Rewrite the entries from their beginning through the line that contains "positive clicks: (1348, 508)", both ends included, with every "rough mask" changed to "coarse mask" and nothing else altered. Return only those lines, and leave the pictures out.
= = = =
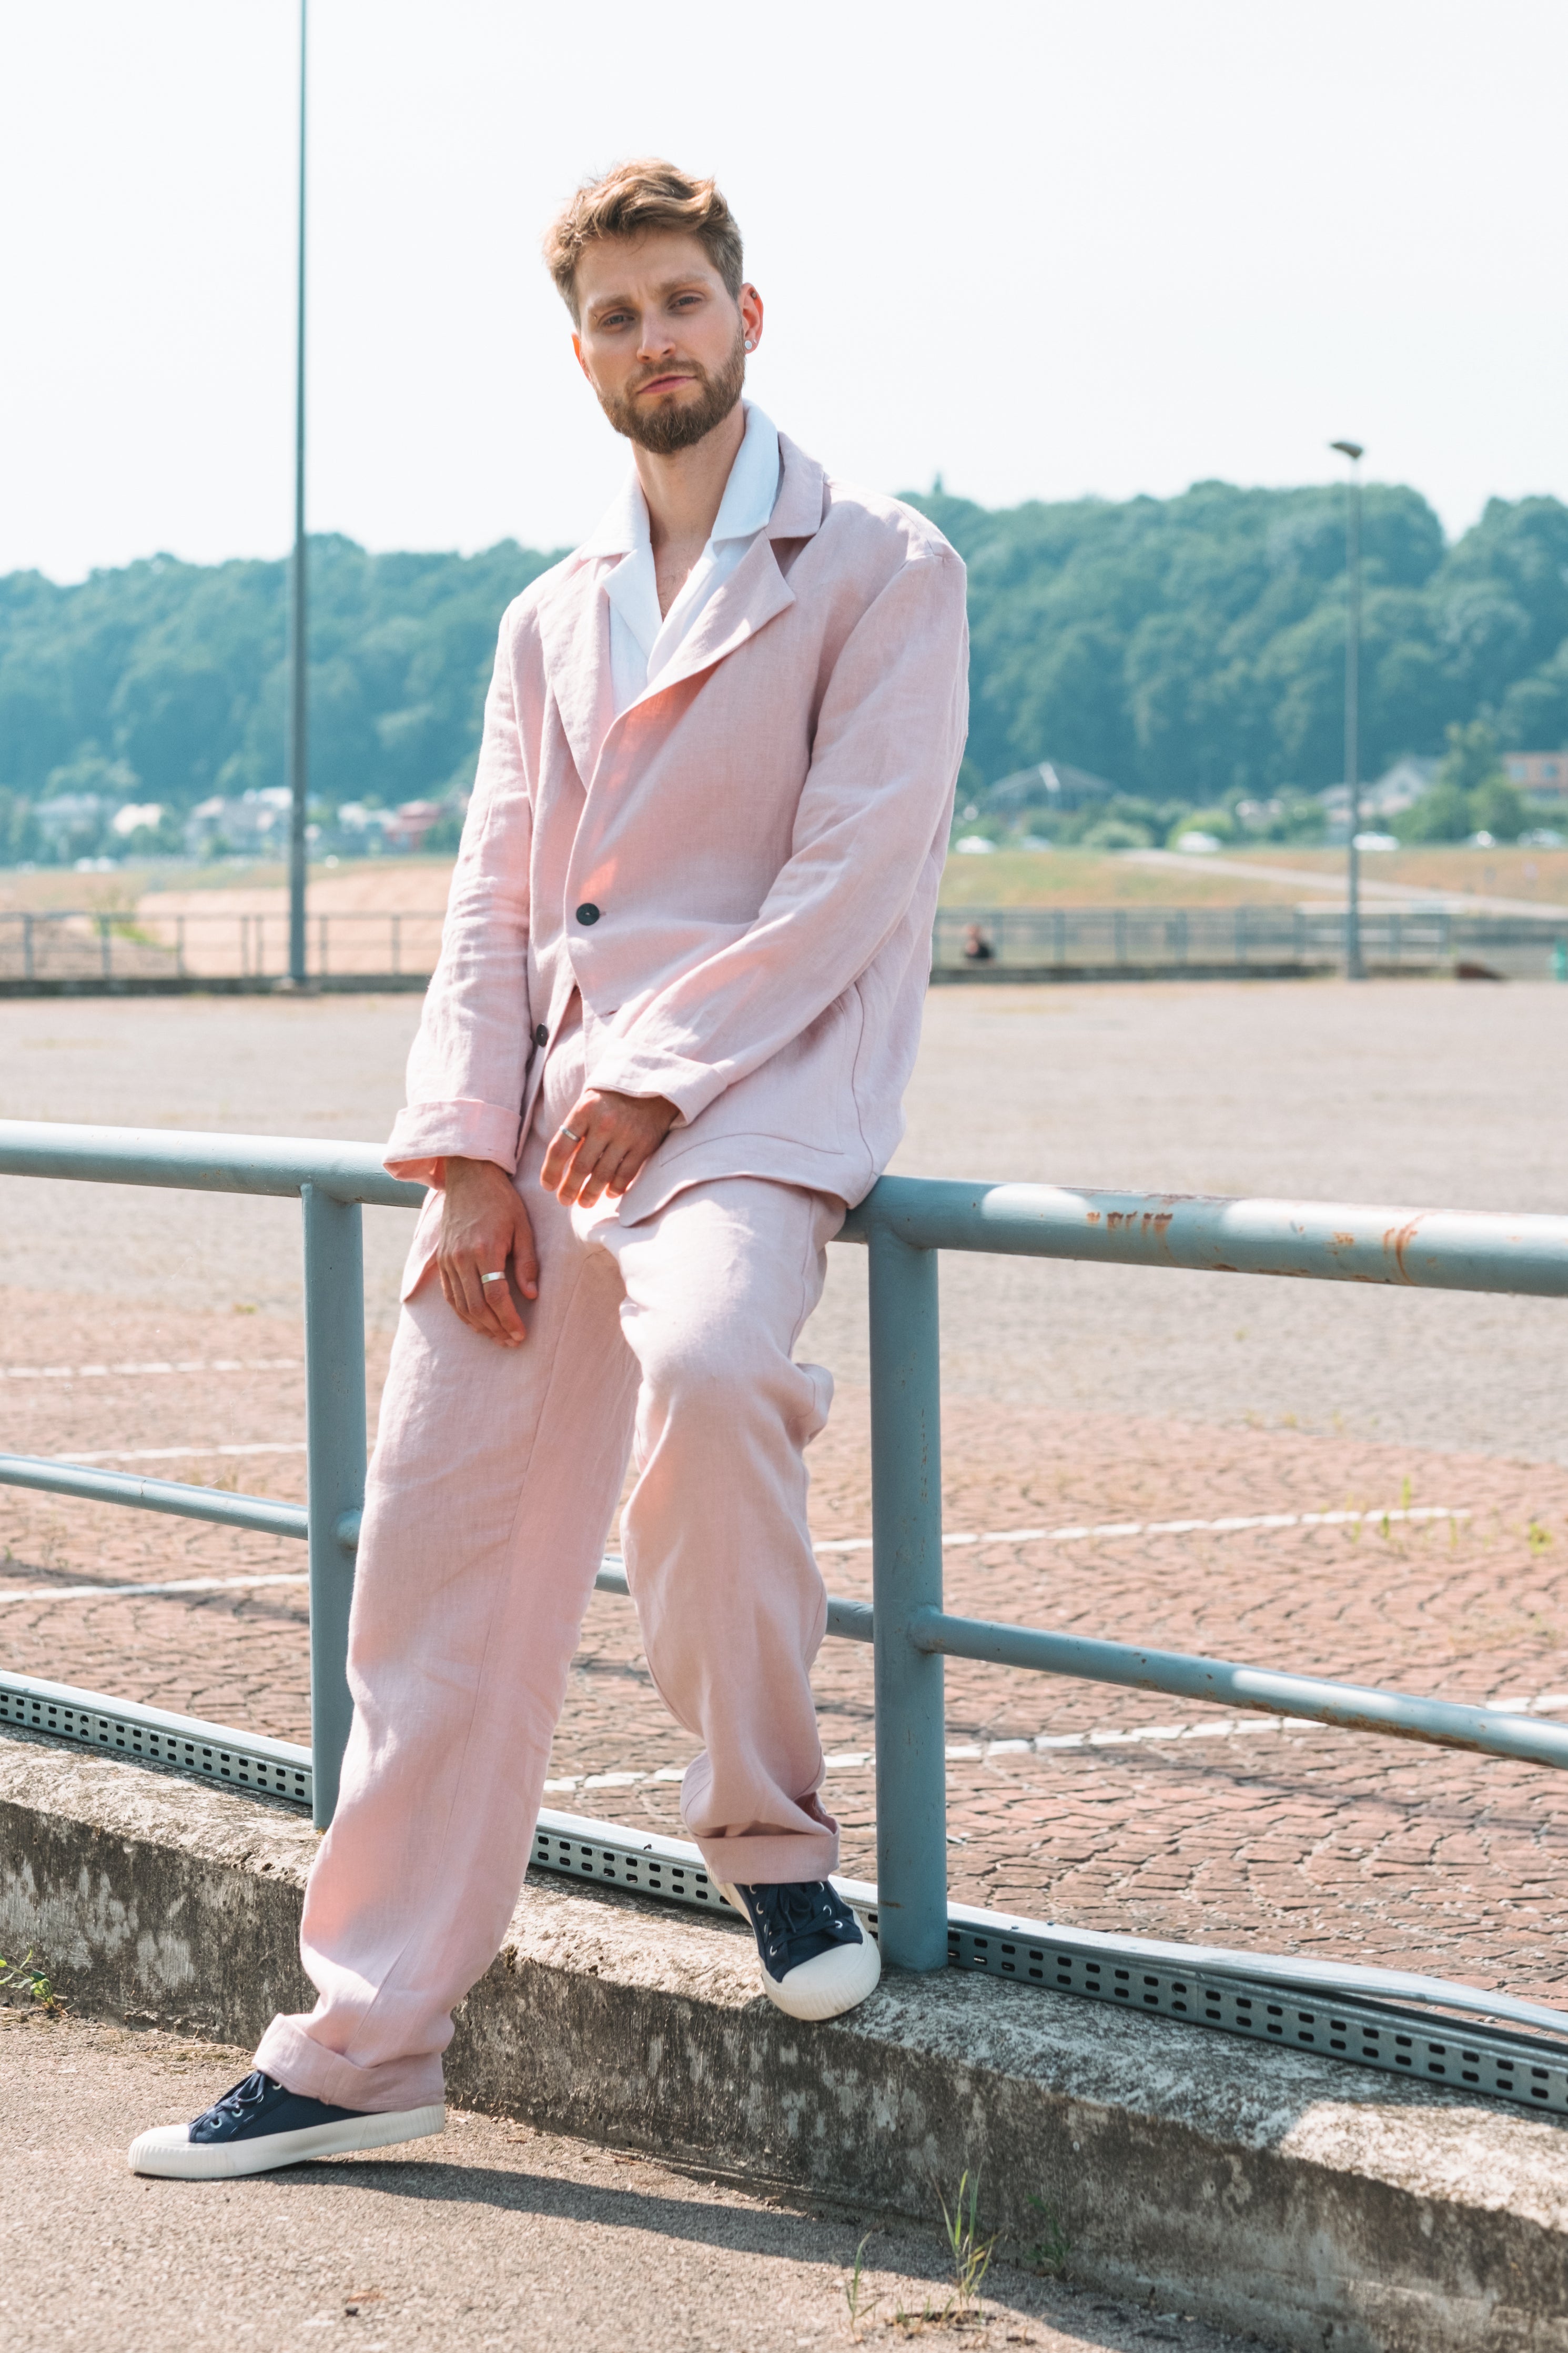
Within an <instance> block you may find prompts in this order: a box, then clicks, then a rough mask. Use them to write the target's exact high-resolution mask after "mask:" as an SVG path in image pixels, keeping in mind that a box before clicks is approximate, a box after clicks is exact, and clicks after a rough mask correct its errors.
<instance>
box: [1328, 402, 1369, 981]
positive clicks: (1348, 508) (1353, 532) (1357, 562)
mask: <svg viewBox="0 0 1568 2353" xmlns="http://www.w3.org/2000/svg"><path fill="white" fill-rule="evenodd" d="M1328 447H1331V449H1338V452H1340V454H1342V456H1347V459H1349V480H1347V482H1345V791H1347V795H1349V807H1347V816H1349V838H1347V845H1345V979H1347V981H1363V979H1366V965H1363V962H1361V852H1359V849H1356V833H1359V831H1361V711H1359V704H1361V442H1328Z"/></svg>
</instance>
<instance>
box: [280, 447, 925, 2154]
mask: <svg viewBox="0 0 1568 2353" xmlns="http://www.w3.org/2000/svg"><path fill="white" fill-rule="evenodd" d="M780 459H783V471H780V485H778V499H776V506H773V515H771V522H769V527H766V532H762V534H759V536H757V539H755V541H752V546H750V548H748V553H745V558H743V560H741V565H738V567H736V572H733V574H731V576H729V579H726V581H724V586H722V588H719V591H717V593H715V595H712V600H710V605H708V607H705V612H703V614H701V619H698V624H696V626H693V631H691V635H689V638H686V642H684V645H682V649H679V652H677V656H675V659H672V664H670V666H668V668H665V671H661V673H658V678H656V682H654V685H651V687H649V689H646V692H644V694H642V696H639V699H637V701H632V704H630V706H628V708H625V711H621V713H616V708H614V692H611V664H609V602H607V598H604V579H607V576H609V572H611V569H614V565H616V562H621V560H623V555H621V553H616V551H597V548H595V546H592V541H590V544H588V546H585V548H581V551H578V553H576V555H569V558H567V560H564V562H562V565H557V567H555V569H550V572H545V574H543V576H541V579H538V581H534V586H531V588H527V591H524V595H522V598H517V602H515V605H512V607H510V609H508V614H505V619H503V624H501V645H498V652H496V673H494V682H491V689H489V699H487V708H484V746H482V753H480V769H477V781H475V795H473V805H470V809H468V821H465V826H463V849H461V854H458V864H456V873H454V882H451V899H449V911H447V929H444V939H442V955H440V965H437V972H435V979H433V984H430V993H428V998H425V1012H423V1021H421V1028H418V1038H416V1042H414V1049H411V1056H409V1101H407V1108H404V1111H402V1113H400V1118H397V1125H395V1129H393V1139H390V1144H388V1155H386V1158H388V1167H390V1169H393V1172H395V1174H400V1176H414V1179H423V1181H425V1184H428V1186H430V1188H433V1191H430V1198H428V1200H425V1209H423V1214H421V1221H418V1231H416V1238H414V1247H411V1252H409V1266H407V1273H404V1292H402V1297H404V1308H402V1318H400V1327H397V1339H395V1346H393V1365H390V1372H388V1386H386V1398H383V1409H381V1433H378V1440H376V1452H374V1459H371V1466H369V1485H367V1499H364V1525H362V1534H360V1553H357V1574H355V1602H353V1619H350V1638H348V1680H350V1689H353V1701H355V1718H353V1732H350V1739H348V1753H346V1760H343V1784H341V1798H339V1809H336V1819H334V1824H331V1831H329V1833H327V1838H324V1840H322V1847H320V1854H317V1861H315V1868H313V1873H310V1885H308V1892H306V1918H303V1932H301V1953H303V1962H306V1969H308V1974H310V1981H313V1984H315V1988H317V1995H320V1998H317V2005H315V2009H313V2012H310V2014H303V2017H280V2019H273V2024H270V2026H268V2031H266V2035H263V2040H261V2047H259V2052H256V2064H259V2066H263V2068H266V2071H268V2073H270V2075H275V2078H277V2080H280V2082H284V2085H287V2087H289V2089H292V2092H303V2094H310V2097H315V2099H324V2101H331V2104H334V2106H346V2108H360V2111H390V2108H414V2106H425V2104H435V2101H440V2099H442V2052H444V2047H447V2042H449V2040H451V2007H454V2002H458V2000H461V1998H463V1993H465V1991H468V1988H470V1986H473V1984H475V1979H477V1977H480V1974H482V1972H484V1969H487V1967H489V1962H491V1960H494V1955H496V1951H498V1946H501V1939H503V1937H505V1927H508V1920H510V1915H512V1908H515V1904H517V1894H520V1887H522V1875H524V1868H527V1859H529V1847H531V1833H534V1819H536V1814H538V1800H541V1786H543V1777H545V1767H548V1755H550V1737H552V1729H555V1720H557V1715H559V1706H562V1697H564V1689H567V1671H569V1664H571V1654H574V1649H576V1638H578V1626H581V1617H583V1609H585V1605H588V1595H590V1591H592V1579H595V1572H597V1565H599V1558H602V1548H604V1537H607V1532H609V1525H611V1518H614V1508H616V1501H618V1497H621V1487H623V1480H625V1468H628V1459H630V1464H632V1473H635V1475H632V1487H630V1494H628V1501H625V1511H623V1553H625V1567H628V1584H630V1588H632V1598H635V1605H637V1612H639V1624H642V1640H644V1649H646V1659H649V1668H651V1675H654V1682H656V1685H658V1692H661V1694H663V1699H665V1704H668V1706H670V1713H672V1715H675V1718H677V1720H679V1722H682V1725H684V1727H686V1729H689V1732H691V1734H693V1737H696V1739H698V1741H701V1744H703V1746H701V1755H698V1758H696V1760H693V1762H691V1765H689V1769H686V1774H684V1784H682V1814H684V1819H686V1824H689V1828H691V1835H693V1838H696V1840H698V1845H701V1849H703V1859H705V1864H708V1868H710V1871H712V1873H715V1875H717V1878H722V1880H743V1882H769V1880H773V1882H776V1880H816V1878H823V1875H825V1873H827V1871H832V1868H835V1864H837V1824H835V1821H832V1817H830V1814H827V1812H825V1809H823V1805H820V1800H818V1786H820V1779H823V1751H820V1741H818V1732H816V1708H813V1701H811V1682H809V1675H811V1661H813V1659H816V1649H818V1645H820V1638H823V1624H825V1593H823V1581H820V1574H818V1567H816V1560H813V1553H811V1541H809V1534H806V1466H804V1447H806V1442H809V1440H811V1438H813V1435H816V1431H820V1426H823V1419H825V1414H827V1400H830V1386H832V1384H830V1381H827V1374H825V1372H823V1369H820V1367H813V1365H797V1362H795V1341H797V1337H799V1329H802V1325H804V1320H806V1315H809V1313H811V1308H813V1306H816V1301H818V1297H820V1287H823V1273H825V1249H827V1242H830V1238H832V1235H835V1231H837V1226H839V1224H842V1219H844V1209H846V1205H853V1202H858V1200H860V1198H863V1195H865V1193H867V1191H870V1186H872V1184H875V1179H877V1174H879V1169H882V1167H884V1165H886V1160H889V1155H891V1151H893V1146H896V1144H898V1136H900V1132H903V1113H900V1099H903V1089H905V1082H907V1075H910V1066H912V1061H914V1047H917V1040H919V1014H922V1000H924V988H926V972H929V941H931V915H933V908H936V889H938V880H940V868H943V859H945V849H947V828H950V816H952V786H954V776H957V767H959V758H961V751H964V729H966V633H964V567H961V562H959V558H957V555H954V551H952V548H950V546H947V541H945V539H943V536H940V532H936V529H933V527H931V525H929V522H926V520H924V518H922V515H917V513H914V511H912V508H905V506H900V504H896V501H891V499H877V496H867V494H863V492H851V489H846V487H842V485H837V482H832V480H830V478H827V475H825V473H823V468H820V466H818V464H813V461H811V459H809V456H804V454H802V452H799V449H797V447H795V445H792V442H790V440H785V435H780ZM583 1085H595V1087H609V1089H621V1092H625V1094H663V1096H665V1099H668V1101H672V1104H675V1108H677V1120H675V1125H672V1129H670V1134H668V1136H665V1141H663V1146H661V1148H658V1151H656V1153H654V1158H651V1160H649V1165H646V1167H644V1169H642V1174H639V1176H637V1181H635V1184H632V1186H630V1191H628V1193H625V1198H623V1200H621V1202H599V1205H597V1207H595V1209H564V1207H562V1205H559V1202H557V1200H555V1198H552V1195H548V1193H545V1191H543V1188H541V1184H538V1172H541V1165H543V1155H545V1146H548V1141H550V1136H552V1134H555V1129H557V1127H559V1125H562V1120H564V1118H567V1115H569V1111H571V1104H574V1101H576V1096H578V1092H581V1089H583ZM447 1155H463V1158H477V1160H496V1162H498V1165H501V1167H505V1169H508V1172H512V1176H515V1184H517V1188H520V1193H522V1198H524V1202H527V1209H529V1217H531V1221H534V1238H536V1249H538V1299H536V1301H531V1304H522V1301H520V1306H522V1313H524V1322H527V1329H529V1337H527V1344H524V1346H522V1348H515V1351H505V1348H498V1346H496V1344H494V1341H484V1339H480V1337H477V1334H475V1332H470V1329H468V1327H465V1325H463V1322H458V1318H456V1315H454V1313H451V1308H449V1306H447V1301H444V1297H442V1289H440V1282H437V1280H435V1273H433V1257H435V1238H437V1231H440V1186H442V1169H444V1160H447Z"/></svg>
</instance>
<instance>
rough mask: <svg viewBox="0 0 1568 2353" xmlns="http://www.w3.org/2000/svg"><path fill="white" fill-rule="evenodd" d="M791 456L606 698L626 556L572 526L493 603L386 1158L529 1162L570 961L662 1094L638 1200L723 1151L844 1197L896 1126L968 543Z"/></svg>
mask: <svg viewBox="0 0 1568 2353" xmlns="http://www.w3.org/2000/svg"><path fill="white" fill-rule="evenodd" d="M780 454H783V478H780V487H778V501H776V506H773V515H771V522H769V527H766V532H762V534H759V536H757V539H755V541H752V546H750V548H748V553H745V558H743V560H741V565H738V567H736V572H733V574H731V576H729V579H726V581H724V586H722V588H719V591H717V595H715V598H712V600H710V605H708V607H705V612H703V614H701V619H698V624H696V628H693V631H691V635H689V638H686V642H684V645H682V647H679V652H677V656H675V661H672V664H670V666H668V668H665V671H661V675H658V678H656V680H654V685H651V687H649V689H646V692H644V694H642V696H639V699H637V701H635V704H630V708H628V711H623V713H621V715H616V708H614V699H611V668H609V600H607V598H604V593H602V581H604V576H607V572H609V569H611V567H614V565H616V562H618V560H621V558H618V555H614V553H595V548H592V544H590V546H588V548H578V553H576V555H569V558H567V560H564V562H559V565H555V567H552V569H550V572H545V574H541V579H536V581H534V584H531V586H529V588H527V591H524V593H522V595H520V598H517V602H515V605H510V607H508V612H505V616H503V621H501V645H498V649H496V673H494V680H491V689H489V699H487V706H484V744H482V751H480V769H477V781H475V793H473V802H470V809H468V821H465V826H463V847H461V854H458V861H456V873H454V878H451V896H449V906H447V929H444V936H442V953H440V962H437V969H435V976H433V981H430V991H428V995H425V1009H423V1019H421V1026H418V1038H416V1042H414V1049H411V1054H409V1101H407V1108H404V1111H402V1113H400V1118H397V1125H395V1127H393V1139H390V1144H388V1153H386V1165H388V1167H390V1169H393V1172H395V1174H400V1176H416V1179H423V1181H425V1184H433V1186H440V1181H442V1160H444V1155H447V1153H456V1155H463V1158H473V1160H496V1162H498V1165H501V1167H505V1169H515V1167H517V1160H520V1155H522V1139H524V1136H527V1127H529V1118H531V1111H534V1094H536V1089H538V1080H541V1073H543V1061H545V1052H548V1040H550V1038H552V1033H555V1026H557V1024H559V1021H562V1016H564V1012H567V1007H569V1002H571V993H574V991H581V1000H583V1031H585V1035H583V1045H585V1066H588V1082H590V1085H595V1087H614V1089H621V1092H625V1094H663V1096H668V1099H670V1101H672V1104H675V1106H677V1113H679V1118H677V1122H675V1127H672V1129H670V1134H668V1136H665V1141H663V1146H661V1148H658V1151H656V1153H654V1158H651V1160H649V1165H646V1167H644V1169H642V1174H639V1176H637V1181H635V1184H632V1186H630V1191H628V1195H625V1202H623V1207H621V1217H623V1219H628V1221H637V1219H642V1217H651V1214H654V1212H656V1209H661V1207H663V1205H665V1202H668V1200H670V1195H672V1193H677V1191H682V1186H689V1184H701V1181H705V1179H712V1176H773V1179H780V1181H785V1184H799V1186H811V1188H813V1191H820V1193H837V1195H839V1198H842V1200H844V1202H851V1205H853V1202H856V1200H860V1198H863V1195H865V1193H867V1191H870V1186H872V1181H875V1179H877V1174H879V1169H882V1167H884V1165H886V1160H889V1155H891V1151H893V1146H896V1144H898V1139H900V1134H903V1108H900V1099H903V1089H905V1082H907V1078H910V1068H912V1061H914V1049H917V1042H919V1016H922V1005H924V993H926V976H929V965H931V918H933V908H936V889H938V880H940V871H943V859H945V852H947V828H950V816H952V788H954V776H957V767H959V758H961V751H964V732H966V718H969V687H966V624H964V565H961V562H959V558H957V553H954V551H952V548H950V546H947V541H945V539H943V536H940V532H938V529H933V525H929V522H926V520H924V518H922V515H917V513H914V511H912V508H907V506H900V504H898V501H896V499H879V496H870V494H865V492H856V489H846V487H844V485H839V482H835V480H830V478H827V475H825V473H823V468H820V466H818V464H816V461H813V459H809V456H804V452H799V449H797V447H795V445H792V442H790V440H785V435H780ZM437 1217H440V1202H437V1195H433V1198H430V1200H428V1202H425V1217H423V1219H421V1235H418V1238H416V1245H414V1254H411V1259H409V1287H411V1282H416V1280H418V1275H421V1273H423V1268H425V1266H428V1259H430V1252H433V1242H435V1224H437Z"/></svg>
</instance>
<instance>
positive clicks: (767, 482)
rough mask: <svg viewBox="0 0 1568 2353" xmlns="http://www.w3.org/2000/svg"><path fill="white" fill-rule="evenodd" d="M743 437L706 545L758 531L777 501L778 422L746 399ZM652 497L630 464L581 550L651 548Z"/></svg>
mask: <svg viewBox="0 0 1568 2353" xmlns="http://www.w3.org/2000/svg"><path fill="white" fill-rule="evenodd" d="M743 409H745V438H743V440H741V447H738V449H736V461H733V466H731V468H729V482H726V485H724V496H722V499H719V513H717V515H715V518H712V532H710V539H708V546H715V544H717V541H719V539H750V536H752V534H755V532H759V529H762V527H764V525H766V522H769V518H771V513H773V506H776V504H778V482H780V478H783V459H780V452H778V426H776V424H773V421H771V416H766V414H764V412H762V409H759V407H757V405H755V402H752V400H745V402H743ZM649 546H651V539H649V501H646V499H644V496H642V482H639V480H637V468H635V466H632V468H630V473H628V478H625V482H623V485H621V489H618V492H616V496H614V499H611V504H609V506H607V511H604V515H602V518H599V527H597V529H595V532H592V536H590V539H585V541H583V546H581V548H578V555H637V553H639V551H642V548H649Z"/></svg>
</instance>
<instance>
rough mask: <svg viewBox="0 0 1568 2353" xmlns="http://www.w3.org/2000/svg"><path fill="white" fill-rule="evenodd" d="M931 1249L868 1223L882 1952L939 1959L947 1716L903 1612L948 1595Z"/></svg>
mask: <svg viewBox="0 0 1568 2353" xmlns="http://www.w3.org/2000/svg"><path fill="white" fill-rule="evenodd" d="M936 1275H938V1261H936V1252H933V1249H910V1245H907V1242H900V1240H898V1238H896V1235H891V1233H886V1231H882V1228H879V1226H872V1231H870V1327H872V1329H870V1341H872V1602H875V1626H877V1640H875V1694H877V1918H879V1939H882V1958H884V1960H889V1962H891V1965H893V1967H900V1969H943V1967H945V1965H947V1746H945V1741H947V1725H945V1713H943V1659H940V1652H922V1649H917V1647H914V1642H912V1640H910V1619H912V1617H914V1614H917V1612H922V1609H940V1607H943V1433H940V1393H943V1391H940V1367H938V1353H936V1337H938V1318H936Z"/></svg>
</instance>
= = = =
RESULT BELOW -
Within an <instance> block you may find prompts in this order: a box, then clicks, then a coarse mask. Use them to write the target's exact high-resolution mask after "mask:" as an SVG path in image pixels, keeping in mind that a box before clicks is approximate, a box after clicks is exact, and clicks after a coarse mask correct its errors.
<instance>
box: [1328, 402, 1369, 981]
positive clicks: (1348, 508) (1353, 532) (1357, 562)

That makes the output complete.